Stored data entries
● ● ●

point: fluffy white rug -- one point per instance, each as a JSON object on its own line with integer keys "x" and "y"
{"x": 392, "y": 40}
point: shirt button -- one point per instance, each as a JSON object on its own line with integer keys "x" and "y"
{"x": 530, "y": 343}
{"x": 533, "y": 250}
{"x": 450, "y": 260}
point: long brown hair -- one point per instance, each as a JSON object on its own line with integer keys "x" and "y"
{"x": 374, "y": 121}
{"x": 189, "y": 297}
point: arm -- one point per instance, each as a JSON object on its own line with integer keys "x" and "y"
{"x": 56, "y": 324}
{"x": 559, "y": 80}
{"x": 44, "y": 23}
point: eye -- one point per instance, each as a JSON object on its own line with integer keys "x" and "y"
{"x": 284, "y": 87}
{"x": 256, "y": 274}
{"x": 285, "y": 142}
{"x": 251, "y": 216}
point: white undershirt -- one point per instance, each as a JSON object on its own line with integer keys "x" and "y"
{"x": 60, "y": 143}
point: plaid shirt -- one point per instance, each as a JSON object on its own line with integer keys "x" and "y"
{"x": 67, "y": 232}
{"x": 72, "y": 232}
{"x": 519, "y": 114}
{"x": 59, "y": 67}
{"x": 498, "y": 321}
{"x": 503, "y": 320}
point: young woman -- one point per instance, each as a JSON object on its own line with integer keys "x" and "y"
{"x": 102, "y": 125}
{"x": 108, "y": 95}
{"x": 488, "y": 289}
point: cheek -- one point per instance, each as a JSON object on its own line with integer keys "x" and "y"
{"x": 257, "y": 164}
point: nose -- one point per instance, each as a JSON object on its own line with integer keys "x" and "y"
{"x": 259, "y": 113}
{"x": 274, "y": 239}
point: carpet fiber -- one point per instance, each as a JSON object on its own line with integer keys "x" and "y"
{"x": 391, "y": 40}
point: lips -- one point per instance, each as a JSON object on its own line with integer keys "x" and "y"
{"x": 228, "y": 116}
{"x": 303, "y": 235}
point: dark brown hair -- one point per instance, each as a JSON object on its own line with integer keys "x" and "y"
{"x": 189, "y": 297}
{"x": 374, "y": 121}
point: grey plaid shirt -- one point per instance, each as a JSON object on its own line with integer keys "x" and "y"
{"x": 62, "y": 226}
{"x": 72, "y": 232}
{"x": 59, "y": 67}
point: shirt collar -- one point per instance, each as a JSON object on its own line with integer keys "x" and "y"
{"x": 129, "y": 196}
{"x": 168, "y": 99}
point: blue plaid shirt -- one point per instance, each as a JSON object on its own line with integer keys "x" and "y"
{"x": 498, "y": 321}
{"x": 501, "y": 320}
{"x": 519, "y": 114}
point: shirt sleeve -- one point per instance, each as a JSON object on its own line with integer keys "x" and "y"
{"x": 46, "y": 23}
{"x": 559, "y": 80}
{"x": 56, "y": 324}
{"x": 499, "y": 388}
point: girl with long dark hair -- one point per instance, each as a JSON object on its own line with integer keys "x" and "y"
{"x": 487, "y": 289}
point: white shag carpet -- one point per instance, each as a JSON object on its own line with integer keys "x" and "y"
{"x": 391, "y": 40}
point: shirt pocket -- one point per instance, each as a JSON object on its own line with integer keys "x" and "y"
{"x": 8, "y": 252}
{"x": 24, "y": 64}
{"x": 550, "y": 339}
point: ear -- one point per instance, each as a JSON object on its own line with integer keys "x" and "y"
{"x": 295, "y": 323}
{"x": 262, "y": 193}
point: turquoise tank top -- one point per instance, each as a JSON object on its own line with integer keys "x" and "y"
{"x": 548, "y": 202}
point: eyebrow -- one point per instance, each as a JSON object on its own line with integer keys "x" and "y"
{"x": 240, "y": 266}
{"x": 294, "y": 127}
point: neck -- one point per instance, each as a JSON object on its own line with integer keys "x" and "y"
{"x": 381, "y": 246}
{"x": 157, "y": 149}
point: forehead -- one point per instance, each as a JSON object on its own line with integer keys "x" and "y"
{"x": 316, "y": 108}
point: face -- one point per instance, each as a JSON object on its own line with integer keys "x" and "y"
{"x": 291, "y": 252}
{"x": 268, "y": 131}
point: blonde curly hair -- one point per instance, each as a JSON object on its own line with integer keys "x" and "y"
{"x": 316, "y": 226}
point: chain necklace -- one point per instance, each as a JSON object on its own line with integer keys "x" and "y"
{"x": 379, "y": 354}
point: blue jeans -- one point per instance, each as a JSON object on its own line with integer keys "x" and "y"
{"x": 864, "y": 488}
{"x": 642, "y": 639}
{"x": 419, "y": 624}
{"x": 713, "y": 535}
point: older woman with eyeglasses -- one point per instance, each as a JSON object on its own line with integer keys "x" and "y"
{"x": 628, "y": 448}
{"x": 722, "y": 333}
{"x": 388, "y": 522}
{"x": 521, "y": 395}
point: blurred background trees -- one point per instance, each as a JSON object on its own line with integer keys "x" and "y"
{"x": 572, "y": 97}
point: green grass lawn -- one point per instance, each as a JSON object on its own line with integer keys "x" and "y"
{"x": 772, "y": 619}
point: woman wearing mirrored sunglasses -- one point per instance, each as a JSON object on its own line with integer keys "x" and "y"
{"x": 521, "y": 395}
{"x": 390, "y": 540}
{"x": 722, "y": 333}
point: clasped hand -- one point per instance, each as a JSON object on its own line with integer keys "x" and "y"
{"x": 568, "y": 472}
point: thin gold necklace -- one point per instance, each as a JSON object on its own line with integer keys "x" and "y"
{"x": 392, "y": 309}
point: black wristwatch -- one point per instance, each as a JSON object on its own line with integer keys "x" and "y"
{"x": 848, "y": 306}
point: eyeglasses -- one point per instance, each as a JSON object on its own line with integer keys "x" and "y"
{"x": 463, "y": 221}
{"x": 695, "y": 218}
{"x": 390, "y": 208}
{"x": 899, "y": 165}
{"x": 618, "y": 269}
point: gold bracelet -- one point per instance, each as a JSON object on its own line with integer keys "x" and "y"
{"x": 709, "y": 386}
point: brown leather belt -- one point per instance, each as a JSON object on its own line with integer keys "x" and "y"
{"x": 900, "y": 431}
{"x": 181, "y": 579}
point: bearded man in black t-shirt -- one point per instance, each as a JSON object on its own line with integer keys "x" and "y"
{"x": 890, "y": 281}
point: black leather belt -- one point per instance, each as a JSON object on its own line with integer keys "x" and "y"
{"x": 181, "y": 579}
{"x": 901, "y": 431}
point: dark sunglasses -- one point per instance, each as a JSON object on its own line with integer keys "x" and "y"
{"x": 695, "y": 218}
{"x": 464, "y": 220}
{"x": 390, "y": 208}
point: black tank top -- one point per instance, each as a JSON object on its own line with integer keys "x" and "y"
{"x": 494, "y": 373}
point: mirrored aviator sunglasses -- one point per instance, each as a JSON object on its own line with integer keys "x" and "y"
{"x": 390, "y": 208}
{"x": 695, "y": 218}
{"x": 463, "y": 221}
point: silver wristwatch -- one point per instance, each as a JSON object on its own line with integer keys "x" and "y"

● ● ●

None of the records may be skipped; each is to be repeated exactly.

point: fluffy white rug -- one point per instance, each as a JSON object on its own line with integer keys "x" and "y"
{"x": 392, "y": 40}
point: shirt button -- one point per instance, each as a JSON object on its own line with integer keys "x" and "y"
{"x": 530, "y": 343}
{"x": 533, "y": 250}
{"x": 450, "y": 260}
point: long brown hair -- one point per instance, each as a JSON object on its own line with integer keys "x" and "y"
{"x": 374, "y": 121}
{"x": 189, "y": 297}
point: arm -- one point per instance, each as a JSON object on its own line with integer keys "x" and "y"
{"x": 56, "y": 324}
{"x": 559, "y": 80}
{"x": 44, "y": 23}
point: eye -- one point per instance, each as a JSON object on its own line with integer keys "x" and "y"
{"x": 284, "y": 87}
{"x": 256, "y": 274}
{"x": 285, "y": 142}
{"x": 251, "y": 216}
point: white undershirt -- one point per instance, each as a JSON object on its own line with integer keys "x" and "y"
{"x": 60, "y": 143}
point: plaid shirt -- one point per instance, each as a JSON object on its own line with integer keys "x" and "y"
{"x": 67, "y": 232}
{"x": 72, "y": 232}
{"x": 519, "y": 114}
{"x": 59, "y": 67}
{"x": 498, "y": 321}
{"x": 503, "y": 320}
point: young woman -- one point per instance, each as a JSON object on its own line with integer keys "x" and "y"
{"x": 102, "y": 125}
{"x": 108, "y": 95}
{"x": 488, "y": 289}
point: cheek -- one point per instance, each as a JSON object on its own line with integer keys "x" and "y"
{"x": 257, "y": 164}
point: nose -- one point per instance, each as a JSON object on its own line with integer keys "x" and "y"
{"x": 259, "y": 113}
{"x": 274, "y": 239}
point: carpet fiber -- one point per instance, each as a JSON object on its own line with integer keys "x" and "y"
{"x": 391, "y": 40}
point: lips -- one point per instance, each as a JSON object on its own line with integer keys "x" and "y"
{"x": 228, "y": 116}
{"x": 303, "y": 235}
point: dark brown hair -- one point per instance, each as a JSON object on its own line with integer keys "x" and "y"
{"x": 189, "y": 297}
{"x": 374, "y": 121}
point: grey plaid shirt -- one point per instance, each as a JSON object on its own line with integer keys "x" and "y"
{"x": 62, "y": 226}
{"x": 72, "y": 232}
{"x": 59, "y": 67}
point: shirt collar -- one point per instance, each as a JSON object on its own line with integer keys "x" and "y"
{"x": 129, "y": 196}
{"x": 168, "y": 99}
point: blue plaid shirt -- one point per instance, each as a JSON object on its own line with integer keys "x" and "y"
{"x": 498, "y": 321}
{"x": 501, "y": 320}
{"x": 519, "y": 114}
point: shirt sleeve -- one point per instance, each as a JSON object on its own line with integer keys "x" and "y"
{"x": 46, "y": 23}
{"x": 559, "y": 80}
{"x": 56, "y": 324}
{"x": 499, "y": 388}
point: girl with long dark hair -- one point per instance, each as a JSON object on its own line with integer keys "x" and "y"
{"x": 487, "y": 289}
point: white shag carpet -- one point per instance, each as a JSON object on its own line with integer keys "x" and "y"
{"x": 391, "y": 40}
point: shirt pocket -- one point per instance, each as a JSON object on its own line with integer keys "x" and "y"
{"x": 8, "y": 252}
{"x": 24, "y": 64}
{"x": 550, "y": 339}
point: ear -- one point per instance, each as a JSON object on its own line with integer keys "x" and "y"
{"x": 295, "y": 323}
{"x": 262, "y": 193}
point: turquoise tank top -- one point per instance, each as a JSON object on its own line with integer keys "x" and "y"
{"x": 548, "y": 202}
point: eyebrow -- one point per instance, each as a JSON object on its own line with integer keys "x" and "y"
{"x": 240, "y": 266}
{"x": 294, "y": 127}
point: neck -- one point per instance, each as a JSON object on its own line with integer keys "x" and "y"
{"x": 381, "y": 246}
{"x": 157, "y": 149}
point: forehead -- one point per instance, each as a JSON object on its own line with integer keys "x" and "y"
{"x": 316, "y": 108}
point: face -- one point per instance, each as a JSON object on its own line with integer keys "x" and "y"
{"x": 291, "y": 252}
{"x": 268, "y": 131}
point: blonde curly hair -- one point per instance, each as a JSON object on its own line with integer keys "x" and "y"
{"x": 316, "y": 226}
point: chain necklace -- one point per instance, each as a JSON object on its own line with integer keys "x" and "y"
{"x": 379, "y": 354}
point: blue jeans -- one point per instance, each as a JSON object on its own line with integer keys "x" and "y"
{"x": 864, "y": 488}
{"x": 642, "y": 639}
{"x": 419, "y": 624}
{"x": 713, "y": 535}
point: older woman with eyeglasses -- one point per instance, each as a JSON object on its own line with integer keys "x" and "y"
{"x": 628, "y": 448}
{"x": 722, "y": 333}
{"x": 388, "y": 522}
{"x": 521, "y": 395}
point: blurred background trees -- one point per instance, each as a JSON object on its own line with integer keys "x" and "y"
{"x": 572, "y": 97}
point: green grass lawn -- one point per instance, each as a JSON object on its own line with integer keys "x" and "y"
{"x": 772, "y": 619}
point: woman wearing mirrored sunglasses -- one point per instance, each as a JSON object on its own line with integer keys "x" and "y"
{"x": 521, "y": 395}
{"x": 390, "y": 540}
{"x": 722, "y": 333}
point: clasped hand -- one point per instance, each as a JSON object on its own line with integer keys "x" and "y"
{"x": 568, "y": 472}
point: thin gold necklace -- one point per instance, each as a JSON object on its own line with integer keys "x" and "y"
{"x": 392, "y": 309}
point: black wristwatch -- one point per instance, each as a JSON object on its own line with integer keys "x" and "y"
{"x": 848, "y": 306}
point: eyeglasses -- one point per instance, each as a JSON object on its own line with integer keys "x" and "y"
{"x": 463, "y": 221}
{"x": 695, "y": 218}
{"x": 390, "y": 208}
{"x": 899, "y": 165}
{"x": 618, "y": 269}
point: gold bracelet -- one point per instance, each as a JSON object on its own line with integer keys "x" and "y"
{"x": 709, "y": 386}
point: brown leather belt -- one point per instance, each as a JSON object on its own line with integer keys "x" and "y"
{"x": 900, "y": 431}
{"x": 181, "y": 579}
point: bearded man in black t-shirt -- one point per instance, each as a JSON object on its own line with integer keys "x" and "y"
{"x": 890, "y": 281}
point: black leather belt -- one point per instance, each as a JSON object on its own line with integer keys "x" and "y"
{"x": 181, "y": 579}
{"x": 901, "y": 431}
point: dark sunglasses -- one point per instance, each as a JSON object on its own line with integer keys "x" and "y"
{"x": 695, "y": 218}
{"x": 464, "y": 220}
{"x": 390, "y": 208}
point: black tank top -- one point per instance, each as a JSON object on its own line with integer keys "x" and "y"
{"x": 494, "y": 373}
point: mirrored aviator sunglasses -- one point per instance, each as a JSON object on its own line with integer keys "x" and "y"
{"x": 390, "y": 208}
{"x": 695, "y": 218}
{"x": 463, "y": 221}
point: silver wristwatch -- one point per instance, each as a JSON object on its own line with integer keys "x" and "y"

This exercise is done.